• TRECHO DO DOCUMENTO:
┌──

Tendo em vista que nossos parentes mais próximos no planeta, os monos, “adotam” estratégias promíscuas de acasalamento, a grande pergunta que se impõe é: quando em nossa evolução surgiu a monogamia? Aqui cabe lembrar que, conforme previsto, entre os humanos o dimorfismo sexual é de apenas 10%. Em outras palavras, as mulheres apresentam 90% do tamanho dos homens. Isso porque em sistemas monogâmicos, o acesso a fêmeas é mais democrático, diminuindo a tensão entre os homens no que tange a procriação: há sempre um sapato velho para um pé cansado…
Mas somos realmente monogâmicos? Há controvérsias. Vários pesquisadores vêm insistindo no fato de que talvez as coisas não sejam propriamente assim. Estudos efetuados nos últimos 40 anos em povos muito diferentes vêm demonstrando que apenas 8% das sociedades humanas são de fato monogâmicas. Noventa por cento delas, são poligínicas, ou seja, um homem tem várias esposas e apenas 2% são poliândricas, situação na qual uma mesma mulher tem vários maridos. Por isso, dada a alta frequência de poligamia poligínica na humanidade, prefiro dizer que somos monogâmicos seriados, ou seja, o velho bordão popular de “eterno enquanto dure”.

└──

Reescreva em forma de lista, com menos palavras, o parágrafo do trecho que começa com "Mas somos realmente monogâmicos?", preservando os fatos principais. As entradas não são necessárias para este exercício.

• MATERIAL EXTRAÍDO:
┌──

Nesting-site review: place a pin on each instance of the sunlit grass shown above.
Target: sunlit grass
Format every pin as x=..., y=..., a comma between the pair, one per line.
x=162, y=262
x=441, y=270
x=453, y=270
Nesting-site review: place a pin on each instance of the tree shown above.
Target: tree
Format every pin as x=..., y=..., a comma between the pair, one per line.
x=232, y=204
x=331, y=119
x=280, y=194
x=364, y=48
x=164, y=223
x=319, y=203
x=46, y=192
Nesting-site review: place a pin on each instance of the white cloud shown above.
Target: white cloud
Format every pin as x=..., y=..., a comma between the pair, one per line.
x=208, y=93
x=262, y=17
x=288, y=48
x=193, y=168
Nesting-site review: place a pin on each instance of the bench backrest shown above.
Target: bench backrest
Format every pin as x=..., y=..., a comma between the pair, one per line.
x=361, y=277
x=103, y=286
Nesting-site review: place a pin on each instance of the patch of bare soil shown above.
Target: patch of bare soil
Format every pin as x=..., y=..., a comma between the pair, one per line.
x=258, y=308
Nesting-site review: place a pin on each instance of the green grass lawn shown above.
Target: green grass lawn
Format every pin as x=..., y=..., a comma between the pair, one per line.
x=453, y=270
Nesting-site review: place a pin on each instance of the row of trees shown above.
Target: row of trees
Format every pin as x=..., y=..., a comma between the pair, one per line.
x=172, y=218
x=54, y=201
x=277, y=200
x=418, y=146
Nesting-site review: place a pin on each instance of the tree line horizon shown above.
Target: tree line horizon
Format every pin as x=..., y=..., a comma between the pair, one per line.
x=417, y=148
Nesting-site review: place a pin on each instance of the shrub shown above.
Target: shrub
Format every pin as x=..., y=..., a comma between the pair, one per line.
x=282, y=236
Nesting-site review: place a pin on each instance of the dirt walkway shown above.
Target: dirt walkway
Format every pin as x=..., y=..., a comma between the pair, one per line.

└──

• RESPOSTA AO EXERCÍCIO:
- Há controvérsia sobre se os humanos são de fato monogâmicos.
- Estudos dos últimos 40 anos, em povos muito diferentes, indicam que:
  - apenas 8% das sociedades humanas são monogâmicas;
  - 90% são poligínicas (um homem com várias esposas);
  - 2% são poliândricas (uma mulher com vários maridos).
- Diante da alta frequência da poliginia, o autor prefere classificar os humanos como monogâmicos seriados ("eterno enquanto dure").